The expected output is exactly the lines below, starting at the line with "of the vacuum" and ending at the line with "(1267, 342)", both included; no other line belongs in it.
====================
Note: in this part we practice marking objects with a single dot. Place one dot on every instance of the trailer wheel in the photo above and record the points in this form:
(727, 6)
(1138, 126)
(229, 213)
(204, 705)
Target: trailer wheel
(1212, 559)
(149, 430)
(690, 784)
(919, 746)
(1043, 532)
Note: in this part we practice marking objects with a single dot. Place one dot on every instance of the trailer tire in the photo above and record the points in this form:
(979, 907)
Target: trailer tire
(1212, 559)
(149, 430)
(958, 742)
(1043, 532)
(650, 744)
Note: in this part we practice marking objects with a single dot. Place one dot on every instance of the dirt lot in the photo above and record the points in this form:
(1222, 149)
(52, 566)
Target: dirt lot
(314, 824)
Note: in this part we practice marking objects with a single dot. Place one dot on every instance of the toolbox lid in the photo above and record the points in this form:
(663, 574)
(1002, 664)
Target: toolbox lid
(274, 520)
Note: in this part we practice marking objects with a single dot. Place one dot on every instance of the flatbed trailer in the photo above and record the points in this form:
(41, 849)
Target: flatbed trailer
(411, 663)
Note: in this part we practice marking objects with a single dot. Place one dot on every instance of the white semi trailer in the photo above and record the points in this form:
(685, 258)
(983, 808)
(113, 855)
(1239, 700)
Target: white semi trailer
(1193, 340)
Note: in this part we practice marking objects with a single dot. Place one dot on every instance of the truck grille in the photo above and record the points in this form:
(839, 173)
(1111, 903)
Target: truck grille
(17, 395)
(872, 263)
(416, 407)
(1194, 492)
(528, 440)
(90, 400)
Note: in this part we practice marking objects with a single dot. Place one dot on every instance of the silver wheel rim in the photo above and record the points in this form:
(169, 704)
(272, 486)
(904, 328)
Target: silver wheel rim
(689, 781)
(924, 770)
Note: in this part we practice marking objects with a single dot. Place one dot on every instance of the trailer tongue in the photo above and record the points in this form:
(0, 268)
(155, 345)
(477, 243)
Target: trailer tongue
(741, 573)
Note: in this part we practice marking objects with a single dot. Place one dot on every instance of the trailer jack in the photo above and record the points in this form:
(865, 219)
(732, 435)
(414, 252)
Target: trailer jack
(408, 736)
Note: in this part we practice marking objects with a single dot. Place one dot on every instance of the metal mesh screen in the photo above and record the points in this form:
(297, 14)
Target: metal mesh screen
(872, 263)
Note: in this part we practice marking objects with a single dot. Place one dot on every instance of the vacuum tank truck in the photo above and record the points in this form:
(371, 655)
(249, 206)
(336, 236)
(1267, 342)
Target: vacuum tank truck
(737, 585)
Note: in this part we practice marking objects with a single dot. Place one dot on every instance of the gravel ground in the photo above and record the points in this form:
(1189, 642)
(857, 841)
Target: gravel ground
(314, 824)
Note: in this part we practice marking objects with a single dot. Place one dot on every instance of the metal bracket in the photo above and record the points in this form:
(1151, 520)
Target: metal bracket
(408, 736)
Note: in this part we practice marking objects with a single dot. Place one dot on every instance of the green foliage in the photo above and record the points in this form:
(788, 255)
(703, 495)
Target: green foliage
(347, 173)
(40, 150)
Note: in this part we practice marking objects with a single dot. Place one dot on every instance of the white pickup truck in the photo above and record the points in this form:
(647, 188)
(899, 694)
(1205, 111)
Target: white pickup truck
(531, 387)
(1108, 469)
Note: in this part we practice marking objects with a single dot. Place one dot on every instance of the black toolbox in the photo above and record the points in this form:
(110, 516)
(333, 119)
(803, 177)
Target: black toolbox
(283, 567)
====================
▶ _Exercise output_
Note: in this part we practice marking objects with a single dot. Place one dot on every instance of the vacuum tank truck in the photo above and record the points in this form:
(371, 655)
(249, 206)
(336, 236)
(1267, 342)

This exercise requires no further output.